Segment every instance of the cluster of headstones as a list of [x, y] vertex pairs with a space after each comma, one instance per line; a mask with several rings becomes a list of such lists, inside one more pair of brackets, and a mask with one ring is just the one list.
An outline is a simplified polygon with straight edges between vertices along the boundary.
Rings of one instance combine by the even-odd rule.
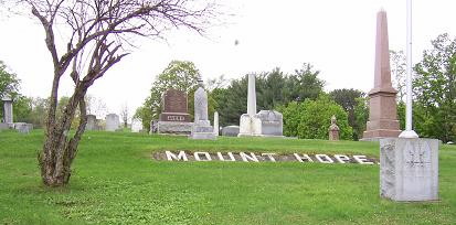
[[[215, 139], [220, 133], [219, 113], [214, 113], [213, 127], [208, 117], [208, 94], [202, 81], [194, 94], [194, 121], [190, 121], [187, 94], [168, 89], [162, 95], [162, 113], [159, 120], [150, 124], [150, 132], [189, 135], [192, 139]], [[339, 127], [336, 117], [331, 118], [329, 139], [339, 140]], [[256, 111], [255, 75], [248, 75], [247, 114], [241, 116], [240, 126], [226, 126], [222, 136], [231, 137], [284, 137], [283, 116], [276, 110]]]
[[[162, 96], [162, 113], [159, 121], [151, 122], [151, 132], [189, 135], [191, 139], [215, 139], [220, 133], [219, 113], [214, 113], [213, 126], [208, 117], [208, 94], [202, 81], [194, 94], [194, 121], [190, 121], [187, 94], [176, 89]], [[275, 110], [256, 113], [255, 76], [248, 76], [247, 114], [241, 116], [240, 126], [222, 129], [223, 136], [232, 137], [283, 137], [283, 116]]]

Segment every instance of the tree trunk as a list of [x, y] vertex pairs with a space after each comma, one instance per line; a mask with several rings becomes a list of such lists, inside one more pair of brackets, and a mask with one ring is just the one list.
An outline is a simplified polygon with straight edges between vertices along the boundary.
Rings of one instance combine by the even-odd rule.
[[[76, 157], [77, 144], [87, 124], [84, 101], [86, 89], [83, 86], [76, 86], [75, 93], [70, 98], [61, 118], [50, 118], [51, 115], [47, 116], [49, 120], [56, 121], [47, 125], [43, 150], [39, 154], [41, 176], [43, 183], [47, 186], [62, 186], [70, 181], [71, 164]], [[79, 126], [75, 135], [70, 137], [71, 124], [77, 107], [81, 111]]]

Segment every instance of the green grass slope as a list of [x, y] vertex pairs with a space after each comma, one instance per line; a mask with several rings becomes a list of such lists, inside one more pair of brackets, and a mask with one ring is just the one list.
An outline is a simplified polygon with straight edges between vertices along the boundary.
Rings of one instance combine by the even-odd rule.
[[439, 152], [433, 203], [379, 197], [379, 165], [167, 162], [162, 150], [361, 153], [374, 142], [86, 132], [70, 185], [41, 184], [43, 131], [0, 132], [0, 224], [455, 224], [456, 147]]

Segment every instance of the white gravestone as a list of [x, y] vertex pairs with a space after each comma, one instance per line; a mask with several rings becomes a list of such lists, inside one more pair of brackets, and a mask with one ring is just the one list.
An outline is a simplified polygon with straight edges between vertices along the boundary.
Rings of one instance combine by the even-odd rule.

════════════════════

TASK DIRECTIONS:
Please swap "outline" for "contour" in the lines starting at the first one and ending at the one containing "107], [81, 111]]]", and reproduce them with nothing else changed. Omit the pictures.

EXERCISE RESULT:
Segment every instance of the cluster of headstones as a list of [x, y] vertex pairs with a space after each comma, one instance per line; a mask with several rings becomes a list of such lists, inside one more pair of brackets, and a mask with one ring is just the one list.
An contour is a simplified polygon with straight edges between vertices along the boundary.
Rings of one instance combine by the even-odd rule.
[[[215, 139], [220, 133], [219, 113], [214, 113], [213, 127], [208, 117], [208, 94], [202, 81], [194, 94], [194, 121], [190, 121], [187, 94], [168, 89], [162, 95], [162, 113], [159, 120], [150, 124], [150, 132], [189, 135], [192, 139]], [[339, 127], [336, 117], [331, 118], [329, 139], [339, 140]], [[256, 111], [255, 75], [248, 75], [247, 114], [241, 116], [240, 126], [226, 126], [222, 136], [231, 137], [284, 137], [283, 116], [276, 110]]]
[[[162, 96], [162, 113], [159, 121], [151, 122], [151, 132], [189, 135], [191, 139], [215, 139], [220, 133], [219, 113], [214, 113], [213, 126], [208, 117], [208, 94], [202, 81], [194, 94], [194, 121], [190, 121], [187, 94], [176, 89]], [[275, 110], [256, 113], [255, 76], [248, 76], [247, 114], [241, 116], [240, 126], [222, 129], [223, 136], [232, 137], [283, 137], [283, 116]]]

Segment every instance of the tree trunk as a list of [x, y] vertex pairs with a space after each comma, one instance per line; a mask with several rings becomes a list of such lists, inside one more pair of brackets, and a mask with one ring is just the one list.
An contour is a simplified polygon with straight edges between vertices along the boundary.
Rings of one instance combine by the even-odd rule.
[[[76, 157], [77, 144], [87, 124], [84, 101], [86, 89], [83, 86], [76, 86], [75, 93], [70, 98], [61, 118], [50, 118], [51, 115], [47, 116], [49, 120], [56, 121], [47, 125], [43, 150], [39, 154], [41, 176], [43, 183], [47, 186], [62, 186], [70, 181], [71, 164]], [[79, 126], [75, 135], [70, 137], [71, 124], [77, 107], [81, 111]]]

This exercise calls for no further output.